--- Start of WORKING DATA ---

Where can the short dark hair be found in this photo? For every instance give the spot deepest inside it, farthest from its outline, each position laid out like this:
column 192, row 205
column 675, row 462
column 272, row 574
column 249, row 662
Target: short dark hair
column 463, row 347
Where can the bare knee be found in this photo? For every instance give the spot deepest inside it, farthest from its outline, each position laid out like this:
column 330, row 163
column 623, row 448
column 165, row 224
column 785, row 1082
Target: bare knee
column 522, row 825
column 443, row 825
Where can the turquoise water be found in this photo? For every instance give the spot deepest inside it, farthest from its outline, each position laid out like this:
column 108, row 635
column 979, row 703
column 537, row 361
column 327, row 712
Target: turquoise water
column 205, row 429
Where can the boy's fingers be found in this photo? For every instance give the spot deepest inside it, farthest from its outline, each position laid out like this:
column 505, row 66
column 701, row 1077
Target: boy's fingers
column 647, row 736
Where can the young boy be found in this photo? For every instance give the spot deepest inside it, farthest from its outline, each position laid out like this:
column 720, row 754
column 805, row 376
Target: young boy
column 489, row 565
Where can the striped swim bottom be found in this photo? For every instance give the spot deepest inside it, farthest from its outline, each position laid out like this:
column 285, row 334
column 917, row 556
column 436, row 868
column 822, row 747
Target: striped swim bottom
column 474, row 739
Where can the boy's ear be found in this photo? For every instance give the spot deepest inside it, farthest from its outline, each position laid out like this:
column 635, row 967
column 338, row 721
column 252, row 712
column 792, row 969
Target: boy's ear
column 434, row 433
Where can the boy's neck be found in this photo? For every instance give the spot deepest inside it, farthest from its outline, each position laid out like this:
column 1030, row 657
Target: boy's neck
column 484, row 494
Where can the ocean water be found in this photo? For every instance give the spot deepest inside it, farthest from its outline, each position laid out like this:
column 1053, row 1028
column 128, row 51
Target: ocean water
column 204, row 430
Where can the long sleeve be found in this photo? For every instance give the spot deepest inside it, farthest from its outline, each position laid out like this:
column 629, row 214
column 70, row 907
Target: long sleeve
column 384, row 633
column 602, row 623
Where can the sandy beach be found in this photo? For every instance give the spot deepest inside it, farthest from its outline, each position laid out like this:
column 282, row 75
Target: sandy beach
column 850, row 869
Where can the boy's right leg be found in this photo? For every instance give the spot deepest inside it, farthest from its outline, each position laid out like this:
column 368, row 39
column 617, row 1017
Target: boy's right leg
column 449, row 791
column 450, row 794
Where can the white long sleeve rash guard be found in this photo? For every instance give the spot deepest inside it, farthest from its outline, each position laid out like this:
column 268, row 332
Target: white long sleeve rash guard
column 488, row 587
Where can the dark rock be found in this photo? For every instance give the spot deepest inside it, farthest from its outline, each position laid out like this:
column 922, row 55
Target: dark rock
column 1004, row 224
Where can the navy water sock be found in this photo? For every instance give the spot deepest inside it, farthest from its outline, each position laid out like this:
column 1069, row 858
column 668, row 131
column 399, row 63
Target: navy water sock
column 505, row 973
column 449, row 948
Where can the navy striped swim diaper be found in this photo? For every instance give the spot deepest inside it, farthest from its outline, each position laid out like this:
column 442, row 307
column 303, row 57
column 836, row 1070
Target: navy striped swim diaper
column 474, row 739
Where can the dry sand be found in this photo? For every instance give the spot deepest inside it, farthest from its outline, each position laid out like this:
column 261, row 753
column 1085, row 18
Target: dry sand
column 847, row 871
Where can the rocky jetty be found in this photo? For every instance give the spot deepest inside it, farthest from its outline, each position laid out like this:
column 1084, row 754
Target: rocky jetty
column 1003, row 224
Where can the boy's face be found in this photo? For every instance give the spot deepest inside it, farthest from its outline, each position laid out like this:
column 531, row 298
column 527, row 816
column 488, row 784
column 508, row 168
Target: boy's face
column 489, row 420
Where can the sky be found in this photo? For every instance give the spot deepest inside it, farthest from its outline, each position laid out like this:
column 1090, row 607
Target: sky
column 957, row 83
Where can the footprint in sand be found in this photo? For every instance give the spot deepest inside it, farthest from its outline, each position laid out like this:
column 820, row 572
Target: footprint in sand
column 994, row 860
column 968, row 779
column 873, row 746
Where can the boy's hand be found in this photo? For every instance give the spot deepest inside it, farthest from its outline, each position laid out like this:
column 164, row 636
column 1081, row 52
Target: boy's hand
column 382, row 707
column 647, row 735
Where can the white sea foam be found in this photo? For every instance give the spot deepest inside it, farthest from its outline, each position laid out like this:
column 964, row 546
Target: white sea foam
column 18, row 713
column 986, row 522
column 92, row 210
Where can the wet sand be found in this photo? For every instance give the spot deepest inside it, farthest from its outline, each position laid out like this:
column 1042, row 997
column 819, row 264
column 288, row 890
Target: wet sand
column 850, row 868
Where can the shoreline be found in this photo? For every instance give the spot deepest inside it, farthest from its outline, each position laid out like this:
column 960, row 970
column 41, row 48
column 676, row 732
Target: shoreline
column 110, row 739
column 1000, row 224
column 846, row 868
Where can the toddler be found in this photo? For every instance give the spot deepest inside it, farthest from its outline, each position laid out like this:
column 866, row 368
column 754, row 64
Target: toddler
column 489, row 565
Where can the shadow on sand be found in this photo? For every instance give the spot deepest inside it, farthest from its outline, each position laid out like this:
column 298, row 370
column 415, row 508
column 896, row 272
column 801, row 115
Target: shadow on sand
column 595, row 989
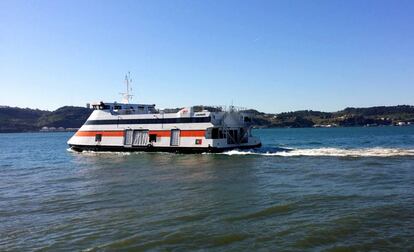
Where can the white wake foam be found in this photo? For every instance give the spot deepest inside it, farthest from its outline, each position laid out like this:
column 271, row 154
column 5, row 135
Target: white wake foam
column 333, row 152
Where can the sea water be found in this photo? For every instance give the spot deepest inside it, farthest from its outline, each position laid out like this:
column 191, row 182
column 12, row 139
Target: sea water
column 336, row 189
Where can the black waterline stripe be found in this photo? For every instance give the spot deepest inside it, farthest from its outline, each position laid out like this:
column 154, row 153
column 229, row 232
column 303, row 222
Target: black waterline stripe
column 150, row 121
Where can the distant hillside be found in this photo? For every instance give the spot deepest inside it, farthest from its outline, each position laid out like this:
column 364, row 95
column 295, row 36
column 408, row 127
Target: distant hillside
column 14, row 119
column 25, row 119
column 66, row 117
column 349, row 117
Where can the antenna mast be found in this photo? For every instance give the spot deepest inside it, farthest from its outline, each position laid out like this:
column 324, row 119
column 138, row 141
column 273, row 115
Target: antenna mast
column 127, row 96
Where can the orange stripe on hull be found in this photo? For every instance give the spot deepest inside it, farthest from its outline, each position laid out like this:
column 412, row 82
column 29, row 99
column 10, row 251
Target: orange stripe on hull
column 193, row 133
column 103, row 133
column 159, row 133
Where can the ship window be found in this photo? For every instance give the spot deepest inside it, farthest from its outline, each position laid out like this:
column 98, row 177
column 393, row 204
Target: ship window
column 153, row 137
column 214, row 133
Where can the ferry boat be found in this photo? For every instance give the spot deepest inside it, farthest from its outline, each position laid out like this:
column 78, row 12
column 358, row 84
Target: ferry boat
column 141, row 127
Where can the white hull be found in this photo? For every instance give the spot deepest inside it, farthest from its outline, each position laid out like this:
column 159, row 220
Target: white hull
column 185, row 131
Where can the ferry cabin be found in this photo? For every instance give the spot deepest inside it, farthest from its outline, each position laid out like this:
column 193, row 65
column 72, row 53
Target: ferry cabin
column 141, row 127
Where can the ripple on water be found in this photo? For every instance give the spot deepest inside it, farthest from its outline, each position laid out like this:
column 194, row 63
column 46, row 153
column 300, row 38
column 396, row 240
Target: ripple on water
column 273, row 210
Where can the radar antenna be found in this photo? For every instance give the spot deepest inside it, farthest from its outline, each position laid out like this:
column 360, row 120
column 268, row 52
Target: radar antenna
column 127, row 96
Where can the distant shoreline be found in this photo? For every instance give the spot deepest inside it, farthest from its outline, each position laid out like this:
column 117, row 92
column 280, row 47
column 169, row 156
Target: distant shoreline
column 69, row 118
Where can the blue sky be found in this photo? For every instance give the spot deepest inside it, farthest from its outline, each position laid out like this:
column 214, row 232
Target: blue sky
column 269, row 55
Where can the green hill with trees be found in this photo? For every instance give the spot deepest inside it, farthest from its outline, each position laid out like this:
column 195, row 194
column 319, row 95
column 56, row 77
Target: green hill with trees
column 14, row 119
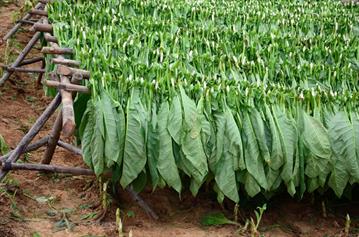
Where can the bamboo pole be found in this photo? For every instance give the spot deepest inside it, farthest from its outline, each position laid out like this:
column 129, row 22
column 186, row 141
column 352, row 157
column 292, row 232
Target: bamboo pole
column 39, row 78
column 68, row 114
column 31, row 61
column 67, row 87
column 28, row 70
column 56, row 50
column 70, row 147
column 48, row 168
column 66, row 62
column 68, row 71
column 21, row 56
column 40, row 122
column 38, row 12
column 42, row 27
column 49, row 38
column 32, row 147
column 52, row 141
column 29, row 22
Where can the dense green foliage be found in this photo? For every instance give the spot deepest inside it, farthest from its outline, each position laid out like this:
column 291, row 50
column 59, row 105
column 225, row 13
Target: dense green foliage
column 250, row 95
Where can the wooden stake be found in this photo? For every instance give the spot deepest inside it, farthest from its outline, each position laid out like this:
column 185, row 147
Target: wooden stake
column 28, row 70
column 42, row 27
column 38, row 12
column 48, row 168
column 70, row 147
column 67, row 87
column 26, row 22
column 31, row 61
column 50, row 38
column 40, row 122
column 32, row 147
column 68, row 71
column 21, row 56
column 52, row 141
column 56, row 50
column 66, row 62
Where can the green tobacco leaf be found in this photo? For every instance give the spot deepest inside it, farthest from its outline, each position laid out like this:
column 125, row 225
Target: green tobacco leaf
column 112, row 151
column 288, row 134
column 229, row 152
column 97, row 141
column 86, row 137
column 175, row 120
column 276, row 160
column 216, row 219
column 153, row 147
column 194, row 157
column 121, row 131
column 254, row 161
column 166, row 163
column 259, row 130
column 134, row 159
column 316, row 140
column 344, row 138
column 316, row 137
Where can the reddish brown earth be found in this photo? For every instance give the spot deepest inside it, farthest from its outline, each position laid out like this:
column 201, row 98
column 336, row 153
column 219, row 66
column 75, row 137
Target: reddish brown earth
column 33, row 204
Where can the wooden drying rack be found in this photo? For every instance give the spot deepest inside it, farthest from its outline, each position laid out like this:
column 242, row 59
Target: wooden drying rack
column 66, row 79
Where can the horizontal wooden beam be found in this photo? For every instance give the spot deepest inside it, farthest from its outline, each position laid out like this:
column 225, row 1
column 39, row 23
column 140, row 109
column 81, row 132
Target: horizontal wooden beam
column 48, row 168
column 27, row 70
column 26, row 22
column 31, row 61
column 50, row 38
column 66, row 62
column 38, row 12
column 70, row 147
column 32, row 147
column 68, row 71
column 41, row 27
column 56, row 50
column 67, row 86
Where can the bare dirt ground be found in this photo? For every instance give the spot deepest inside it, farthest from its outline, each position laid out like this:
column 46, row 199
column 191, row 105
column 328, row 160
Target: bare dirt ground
column 34, row 204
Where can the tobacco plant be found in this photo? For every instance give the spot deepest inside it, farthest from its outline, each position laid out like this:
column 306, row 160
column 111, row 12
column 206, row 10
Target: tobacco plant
column 243, row 95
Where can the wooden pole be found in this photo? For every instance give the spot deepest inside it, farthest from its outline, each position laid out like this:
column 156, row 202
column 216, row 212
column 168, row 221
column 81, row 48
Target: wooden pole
column 26, row 22
column 67, row 87
column 21, row 56
column 49, row 38
column 40, row 122
column 39, row 78
column 31, row 61
column 32, row 147
column 28, row 70
column 48, row 168
column 53, row 138
column 68, row 71
column 38, row 12
column 66, row 62
column 56, row 50
column 70, row 147
column 42, row 27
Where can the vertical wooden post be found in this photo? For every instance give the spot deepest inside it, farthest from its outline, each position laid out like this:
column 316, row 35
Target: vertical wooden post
column 53, row 139
column 25, row 141
column 22, row 56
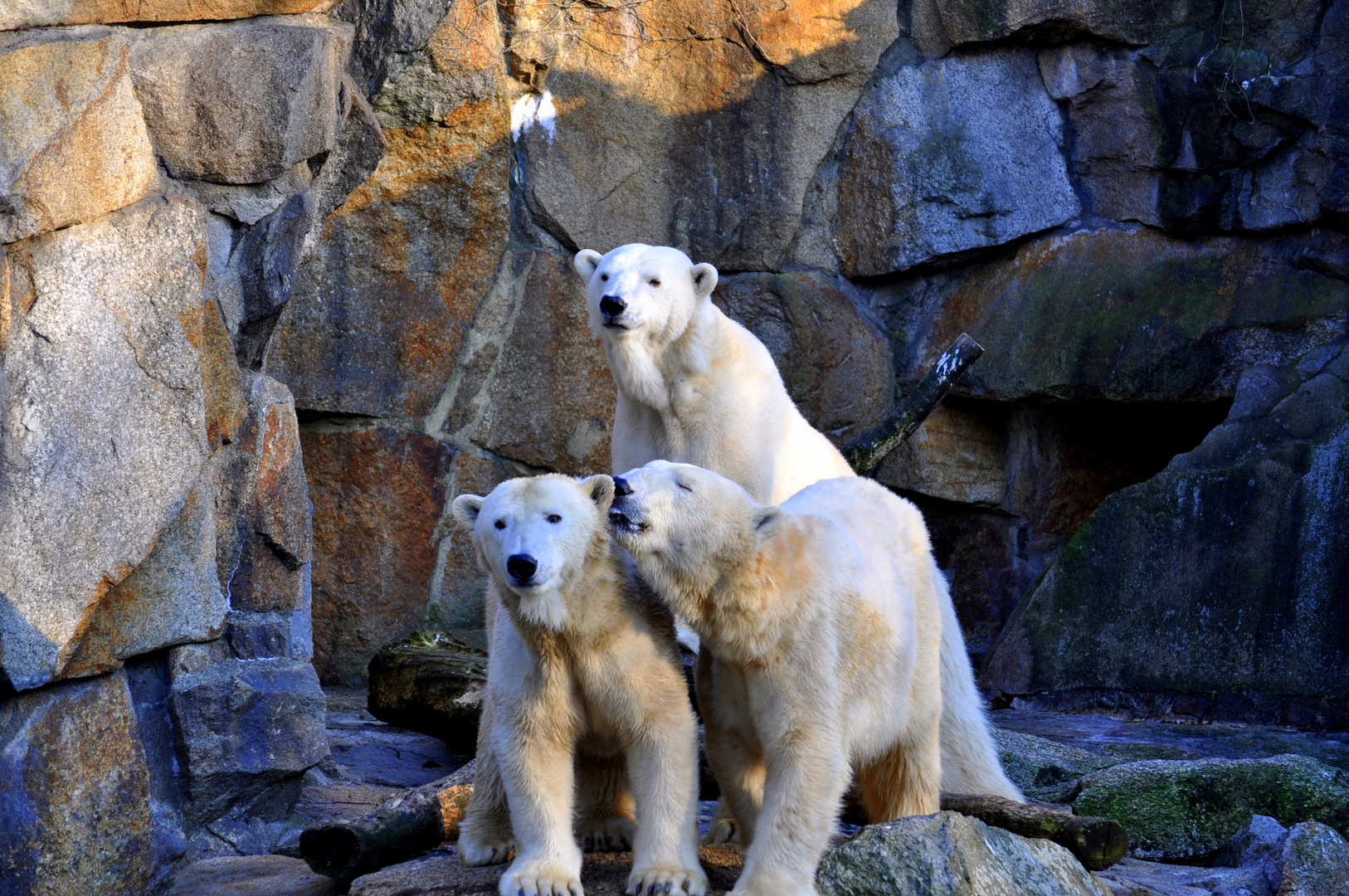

--- End of WORKING DATA ---

Show every line of the records that contains the string "hull", matching its case exactly.

RIGHT ANSWER:
Where can the orange stripe on hull be found in this photo? For every instance give the spot deepest inside it, farthest from its outline, each position laid out like this:
Target: orange stripe on hull
Where can the white hull be found in this photo? For every instance give the spot deepest inside it, farthest from its outline, each position laid out like this:
Target: white hull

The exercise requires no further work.